> [Problem requirements]:
Reproduce verbatim the portion of the workbench flatness discussion below, starting at "To add a little" and ending at "need some portability.".

> [Text passage]:
To add a little more insight, at the moment the bench seems to be "low" along the outer edges and corners. The interior ~4'x2' surface is actually quite flat (i.e. +/-0.015" fairly local surface roughness). FYI my top layer is 3/4" MDF, which I intend to cover with a thin tempered panel sheet. I like the idea of an extra layer of MDF with gap filling, but I am concerned about weight as the box is already quite heavy. I do need some portability.

Hypothetically, would I be able to bring down the interior area to be planer with the outer edges/corners without throwing off the other side? I am a little worried that I will only make things worse. Is there a good technique? Sorry, I am still a little naive with hand planes.


----------



## Smitty_Cabinetshop (Mar 26, 2011)

You've got 1/16" variation in your bench top, and I've got (probably) a 1/4"+ variation in mine, front to back, on either end. You're wanting it within +/-0.015" for woodworking, mine is approaching 9 years of use and isn't getting any flatter than what happens once a year (or so) when I go over the surface with a toothed cutter for grippiness.

Does my work suffer? I don't think so.

My .02 is, you're fine and ready to get to work on that new workbench. Others will certainly disagree.


----------



## mattjrogers (Jan 2, 2013)

Really? You guys think that you need a bench that is not off by more than 1/64" over the entire surface? I acknowledge that you could theoretically get the bench perfectly flat using hand planes and scrapers (think hand-scraped cast iron machine ways), but why bother? Old work benches were made of solid wood and in an unheated workshop. They moved with the seasons and certainly were off by more than a 64th over the course of a year and thousands of wonderfully detailed pieces were produced from 0 AD to 1950 AD when you could conceive of a workbench being in a climate controlled space.

A flat bench is great for doing glueups and checking chair legs and joinery and I do have a torsion box table like this, but do I bother to check its flatness and see if I can shave a few thousands off here and there? No. Not worth the time in my opinion as we are working with wood which moves anyway. If you try to make it perfect one day, it will move some the next day or when you bring it to another building you will find that the floor is not as flat as your perfect assembly table and the chair rocks anyway.

Collected data:

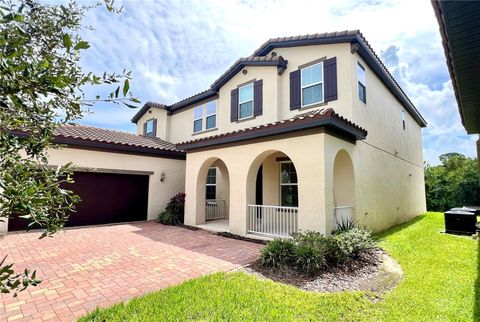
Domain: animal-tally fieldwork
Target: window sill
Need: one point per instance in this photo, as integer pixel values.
(245, 119)
(307, 107)
(205, 131)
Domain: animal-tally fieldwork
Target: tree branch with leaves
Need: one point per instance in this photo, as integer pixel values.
(42, 87)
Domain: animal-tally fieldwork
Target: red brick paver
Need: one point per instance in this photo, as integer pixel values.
(84, 268)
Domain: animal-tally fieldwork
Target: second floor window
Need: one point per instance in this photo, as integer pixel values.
(362, 85)
(211, 115)
(312, 84)
(245, 101)
(149, 128)
(198, 119)
(207, 111)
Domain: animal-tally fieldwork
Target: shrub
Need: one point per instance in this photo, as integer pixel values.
(277, 253)
(309, 238)
(309, 258)
(175, 211)
(344, 246)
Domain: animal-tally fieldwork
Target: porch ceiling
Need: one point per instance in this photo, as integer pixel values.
(326, 118)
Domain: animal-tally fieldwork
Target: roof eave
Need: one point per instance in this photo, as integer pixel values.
(239, 65)
(144, 110)
(116, 147)
(349, 131)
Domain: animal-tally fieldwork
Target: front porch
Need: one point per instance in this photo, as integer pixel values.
(271, 189)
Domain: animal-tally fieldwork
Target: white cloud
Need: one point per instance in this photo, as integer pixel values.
(178, 48)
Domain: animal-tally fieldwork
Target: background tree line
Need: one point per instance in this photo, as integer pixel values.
(453, 183)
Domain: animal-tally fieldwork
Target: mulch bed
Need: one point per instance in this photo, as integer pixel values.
(362, 273)
(233, 236)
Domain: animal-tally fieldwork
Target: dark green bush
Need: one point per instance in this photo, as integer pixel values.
(277, 253)
(309, 258)
(175, 211)
(313, 238)
(347, 245)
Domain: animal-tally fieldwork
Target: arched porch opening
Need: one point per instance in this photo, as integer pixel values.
(213, 194)
(343, 188)
(272, 195)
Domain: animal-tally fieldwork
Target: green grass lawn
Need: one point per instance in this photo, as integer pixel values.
(441, 283)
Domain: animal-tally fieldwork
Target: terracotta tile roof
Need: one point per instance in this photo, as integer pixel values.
(95, 134)
(270, 44)
(310, 119)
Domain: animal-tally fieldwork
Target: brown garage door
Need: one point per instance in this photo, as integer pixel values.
(105, 198)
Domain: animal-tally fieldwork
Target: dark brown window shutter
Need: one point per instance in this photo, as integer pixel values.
(330, 79)
(154, 128)
(257, 97)
(234, 106)
(295, 90)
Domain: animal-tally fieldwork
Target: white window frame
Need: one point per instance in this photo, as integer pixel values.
(359, 65)
(208, 115)
(285, 184)
(240, 102)
(198, 118)
(212, 184)
(311, 85)
(204, 117)
(149, 121)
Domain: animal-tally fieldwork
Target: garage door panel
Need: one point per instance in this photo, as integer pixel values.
(105, 198)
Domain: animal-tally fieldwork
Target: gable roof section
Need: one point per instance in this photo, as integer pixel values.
(105, 139)
(364, 50)
(313, 119)
(259, 58)
(459, 24)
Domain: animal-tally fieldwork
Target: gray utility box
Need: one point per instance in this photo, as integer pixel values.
(460, 222)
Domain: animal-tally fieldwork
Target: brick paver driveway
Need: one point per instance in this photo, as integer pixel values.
(84, 268)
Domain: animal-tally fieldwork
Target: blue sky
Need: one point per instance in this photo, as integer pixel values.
(178, 48)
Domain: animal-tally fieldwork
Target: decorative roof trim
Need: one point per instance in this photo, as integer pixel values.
(248, 61)
(116, 147)
(191, 100)
(145, 108)
(318, 118)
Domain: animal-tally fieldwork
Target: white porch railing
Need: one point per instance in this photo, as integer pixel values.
(342, 214)
(214, 209)
(272, 220)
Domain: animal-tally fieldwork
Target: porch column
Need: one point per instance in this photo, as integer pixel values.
(194, 208)
(238, 198)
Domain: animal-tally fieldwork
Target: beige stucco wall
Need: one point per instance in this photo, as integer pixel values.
(159, 192)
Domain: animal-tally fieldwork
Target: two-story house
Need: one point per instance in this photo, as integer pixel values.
(305, 133)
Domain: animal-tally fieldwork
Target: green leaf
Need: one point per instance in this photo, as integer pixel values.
(82, 45)
(126, 87)
(67, 42)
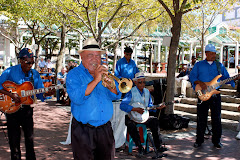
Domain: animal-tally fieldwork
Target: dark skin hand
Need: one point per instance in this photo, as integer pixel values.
(141, 110)
(202, 84)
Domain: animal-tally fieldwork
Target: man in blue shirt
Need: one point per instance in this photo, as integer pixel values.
(140, 94)
(91, 106)
(42, 64)
(24, 116)
(61, 78)
(205, 71)
(126, 67)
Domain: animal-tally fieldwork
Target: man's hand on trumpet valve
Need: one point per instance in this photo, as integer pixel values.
(98, 73)
(161, 106)
(139, 110)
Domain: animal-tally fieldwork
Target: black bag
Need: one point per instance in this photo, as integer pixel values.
(173, 121)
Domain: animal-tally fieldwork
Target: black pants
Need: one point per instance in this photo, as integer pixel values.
(151, 123)
(238, 86)
(22, 118)
(214, 103)
(90, 143)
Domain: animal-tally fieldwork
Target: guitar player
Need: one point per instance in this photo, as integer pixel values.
(205, 71)
(140, 94)
(24, 116)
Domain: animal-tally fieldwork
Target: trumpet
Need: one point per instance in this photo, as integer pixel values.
(125, 84)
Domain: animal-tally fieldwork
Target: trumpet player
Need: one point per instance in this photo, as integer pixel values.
(91, 106)
(140, 94)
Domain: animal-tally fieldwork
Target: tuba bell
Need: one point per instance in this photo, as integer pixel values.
(125, 84)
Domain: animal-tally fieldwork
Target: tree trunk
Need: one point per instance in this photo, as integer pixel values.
(37, 54)
(115, 56)
(202, 45)
(176, 29)
(150, 59)
(62, 49)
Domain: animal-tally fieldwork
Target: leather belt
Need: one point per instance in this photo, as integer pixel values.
(91, 126)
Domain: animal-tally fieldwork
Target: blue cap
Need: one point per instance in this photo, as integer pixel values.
(210, 48)
(26, 53)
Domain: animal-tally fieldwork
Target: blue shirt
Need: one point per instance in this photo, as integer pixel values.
(15, 74)
(60, 75)
(42, 64)
(127, 99)
(205, 72)
(96, 108)
(125, 69)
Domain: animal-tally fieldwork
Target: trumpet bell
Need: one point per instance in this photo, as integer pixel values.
(125, 85)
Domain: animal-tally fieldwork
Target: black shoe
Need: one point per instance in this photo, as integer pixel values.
(197, 145)
(140, 152)
(218, 145)
(162, 149)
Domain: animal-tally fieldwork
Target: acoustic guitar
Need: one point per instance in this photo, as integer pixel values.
(25, 91)
(142, 118)
(206, 94)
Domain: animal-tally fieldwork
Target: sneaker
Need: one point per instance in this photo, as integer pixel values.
(197, 145)
(238, 136)
(182, 96)
(162, 149)
(218, 145)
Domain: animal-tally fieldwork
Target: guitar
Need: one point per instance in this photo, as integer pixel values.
(205, 95)
(142, 118)
(24, 90)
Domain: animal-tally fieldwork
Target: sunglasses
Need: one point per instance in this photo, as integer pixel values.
(140, 82)
(28, 63)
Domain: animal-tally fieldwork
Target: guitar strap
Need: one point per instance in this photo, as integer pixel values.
(32, 80)
(218, 67)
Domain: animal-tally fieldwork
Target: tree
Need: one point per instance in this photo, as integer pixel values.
(199, 21)
(10, 30)
(175, 9)
(112, 19)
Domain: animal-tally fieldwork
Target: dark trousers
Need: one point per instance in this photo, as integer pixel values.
(22, 118)
(90, 143)
(151, 123)
(214, 103)
(238, 86)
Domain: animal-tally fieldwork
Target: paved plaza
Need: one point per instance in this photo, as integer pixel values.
(51, 126)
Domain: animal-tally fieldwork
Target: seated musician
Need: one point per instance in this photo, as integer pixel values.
(140, 94)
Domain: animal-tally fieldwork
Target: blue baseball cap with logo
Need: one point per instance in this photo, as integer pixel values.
(26, 53)
(210, 48)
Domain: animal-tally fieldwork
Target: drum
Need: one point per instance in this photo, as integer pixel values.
(137, 117)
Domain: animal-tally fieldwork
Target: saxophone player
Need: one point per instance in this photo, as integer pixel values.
(91, 106)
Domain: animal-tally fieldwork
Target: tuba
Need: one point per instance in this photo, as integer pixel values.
(125, 84)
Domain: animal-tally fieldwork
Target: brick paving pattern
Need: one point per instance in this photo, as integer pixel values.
(51, 126)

> [Completed task]:
To add a little more insight, at the moment the bench seems to be "low" along the outer edges and corners. The interior ~4'x2' surface is actually quite flat (i.e. +/-0.015" fairly local surface roughness). FYI my top layer is 3/4" MDF, which I intend to cover with a thin tempered panel sheet. I like the idea of an extra layer of MDF with gap filling, but I am concerned about weight as the box is already quite heavy. I do need some portability.